So Elder Cornish called us shortly into the office to fill us in. About two weeks ago our mission mom experienced some very disturbing numbness and lack of feeling in her legs. (The Smartt’s are both in their very early 40‘s.) Diagnostics were done and it was concluded locally that there was a tumor about ping-pong ball sized in her brain, and the local doctor wanted to admit her and plan the surgery. President said that would not happen. She was flown home for more tests at the University of Alabama, where they know some of the doctors and have many friends. President even received permission from a senior authority in the Church to go be with his wife as more tests were done. He would be gone for one or two days, then he would be going to Area Offices for some training meetings with the authorities there. The next time we saw President he said that the tests led to a diagnosis of MS, not a tumor. I guess that was bad news and good news. Sister Smartt has returned to Puerto Rico.

▸ **Task instructions**:
Answer these questions from the account above.
(a) What size was the tumor that the local diagnostics reported?
(b) Where was Sister Smartt flown for more tests?
(c) What diagnosis did those tests lead to?

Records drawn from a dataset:
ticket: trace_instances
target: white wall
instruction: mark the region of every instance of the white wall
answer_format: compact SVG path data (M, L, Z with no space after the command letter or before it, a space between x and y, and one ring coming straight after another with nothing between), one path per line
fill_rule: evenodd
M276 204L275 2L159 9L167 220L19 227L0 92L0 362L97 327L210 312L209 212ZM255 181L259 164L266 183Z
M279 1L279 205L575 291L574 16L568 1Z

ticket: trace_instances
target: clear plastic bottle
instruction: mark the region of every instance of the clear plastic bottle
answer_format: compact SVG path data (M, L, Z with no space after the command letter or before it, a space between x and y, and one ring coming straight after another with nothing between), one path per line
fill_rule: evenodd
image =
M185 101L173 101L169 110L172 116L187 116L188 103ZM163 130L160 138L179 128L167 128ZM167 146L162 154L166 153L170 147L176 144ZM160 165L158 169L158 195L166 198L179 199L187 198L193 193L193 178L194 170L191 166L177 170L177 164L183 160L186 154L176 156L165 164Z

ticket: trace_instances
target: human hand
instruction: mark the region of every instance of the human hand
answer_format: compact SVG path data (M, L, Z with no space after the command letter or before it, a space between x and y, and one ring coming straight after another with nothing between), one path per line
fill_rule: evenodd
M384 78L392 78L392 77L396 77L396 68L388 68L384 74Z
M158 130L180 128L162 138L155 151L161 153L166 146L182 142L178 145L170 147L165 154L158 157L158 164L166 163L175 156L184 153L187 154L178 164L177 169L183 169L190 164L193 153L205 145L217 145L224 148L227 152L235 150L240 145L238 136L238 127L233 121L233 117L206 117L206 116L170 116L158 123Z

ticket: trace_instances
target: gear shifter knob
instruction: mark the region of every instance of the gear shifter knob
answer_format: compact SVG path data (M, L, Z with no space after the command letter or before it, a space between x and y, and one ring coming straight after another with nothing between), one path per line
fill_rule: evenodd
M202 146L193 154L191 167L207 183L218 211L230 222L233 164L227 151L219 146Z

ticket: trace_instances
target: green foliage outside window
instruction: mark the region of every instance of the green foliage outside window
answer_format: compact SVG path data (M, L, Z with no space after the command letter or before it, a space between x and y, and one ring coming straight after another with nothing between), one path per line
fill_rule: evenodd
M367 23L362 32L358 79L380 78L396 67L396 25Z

▸ **Task output**:
(a) The tumor was about the size of a ping-pong ball.
(b) She was flown home to the University of Alabama.
(c) The tests led to a diagnosis of MS, not a tumor.